▶ What you are asked to do: Reproduce every record below exactly as it appears.

(Records from a data source)
==================================================
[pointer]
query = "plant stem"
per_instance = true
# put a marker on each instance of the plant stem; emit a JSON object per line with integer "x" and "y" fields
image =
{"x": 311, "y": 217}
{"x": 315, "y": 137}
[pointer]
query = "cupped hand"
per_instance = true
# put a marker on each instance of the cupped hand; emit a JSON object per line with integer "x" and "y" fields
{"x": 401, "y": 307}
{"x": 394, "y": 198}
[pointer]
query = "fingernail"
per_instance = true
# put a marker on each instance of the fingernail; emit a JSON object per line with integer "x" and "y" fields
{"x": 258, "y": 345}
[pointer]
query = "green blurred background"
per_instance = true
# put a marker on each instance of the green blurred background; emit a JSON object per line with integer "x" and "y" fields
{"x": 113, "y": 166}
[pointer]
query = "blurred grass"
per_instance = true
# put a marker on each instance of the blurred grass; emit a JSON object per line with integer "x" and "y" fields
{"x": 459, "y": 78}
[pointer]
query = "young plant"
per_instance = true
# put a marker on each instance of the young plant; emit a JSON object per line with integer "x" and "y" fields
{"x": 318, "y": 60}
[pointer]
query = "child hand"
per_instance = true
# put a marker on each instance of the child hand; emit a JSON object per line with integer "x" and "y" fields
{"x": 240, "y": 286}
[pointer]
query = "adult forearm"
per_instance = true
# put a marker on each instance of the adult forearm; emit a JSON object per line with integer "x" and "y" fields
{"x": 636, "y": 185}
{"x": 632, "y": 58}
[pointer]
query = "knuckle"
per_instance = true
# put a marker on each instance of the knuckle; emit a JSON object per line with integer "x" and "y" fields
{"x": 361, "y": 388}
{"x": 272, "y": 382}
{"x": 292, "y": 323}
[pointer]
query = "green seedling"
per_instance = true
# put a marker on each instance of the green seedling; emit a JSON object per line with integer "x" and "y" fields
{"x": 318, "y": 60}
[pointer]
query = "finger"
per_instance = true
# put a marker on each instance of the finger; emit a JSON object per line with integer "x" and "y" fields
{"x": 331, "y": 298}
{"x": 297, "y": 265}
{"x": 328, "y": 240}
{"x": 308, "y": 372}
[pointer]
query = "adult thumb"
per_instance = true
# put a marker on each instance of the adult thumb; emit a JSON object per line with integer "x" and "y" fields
==================================================
▶ Exercise answer:
[pointer]
query = "plant stem"
per_instance = true
# put a marker on each instance of the plant stem; emit a JSON object per line with integer "x" and "y" fields
image =
{"x": 311, "y": 217}
{"x": 315, "y": 137}
[pointer]
query = "cupped hand"
per_instance = true
# put a marker on each instance of the cupped hand; emit a JSON object per line with integer "x" and "y" fields
{"x": 401, "y": 307}
{"x": 394, "y": 198}
[pointer]
query = "fingernail"
per_instance = true
# put a marker on each instance of the fingernail; emit a JSON object per line with integer "x" and "y" fields
{"x": 258, "y": 345}
[pointer]
query = "green blurred background"
per_instance = true
# put a marker on each instance of the green blurred background; emit a JSON object per line with integer "x" and "y" fields
{"x": 113, "y": 166}
[pointer]
query = "blurred grass"
per_instance = true
# put a marker on each instance of the blurred grass; emit a JSON object per line with integer "x" and "y" fields
{"x": 459, "y": 78}
[pointer]
query = "young plant"
per_instance = true
# put a marker on each instance of the young plant; emit a JSON object per line with integer "x" and "y" fields
{"x": 318, "y": 60}
[pointer]
query = "child hand"
per_instance = true
# put a marker on each instance of the child hand; emit a JSON object per line with integer "x" and "y" fields
{"x": 240, "y": 286}
[pointer]
query = "adult forearm"
per_instance = true
# put a marker on each instance of the adult forearm; emit a JSON object per line with integer "x" and "y" fields
{"x": 636, "y": 185}
{"x": 632, "y": 58}
[pointer]
query = "knuckle"
per_instance = true
# put a marker on each instance of the knuckle; emit a JSON object per line with integer "x" and "y" fields
{"x": 361, "y": 388}
{"x": 272, "y": 382}
{"x": 292, "y": 323}
[pointer]
query = "green seedling"
per_instance = true
# put a marker on each instance of the green seedling; emit a JSON object per line with integer "x" and "y" fields
{"x": 318, "y": 60}
[pointer]
query = "finger"
per_instance = true
# put a marker on each instance of the finger; emit a JSON object per line with integer "x" and "y" fields
{"x": 331, "y": 298}
{"x": 297, "y": 265}
{"x": 328, "y": 240}
{"x": 308, "y": 372}
[pointer]
query = "adult thumb"
per_instance = true
# put a marker on each instance of the adult thumb; emit a JSON object per line with integer "x" and "y" fields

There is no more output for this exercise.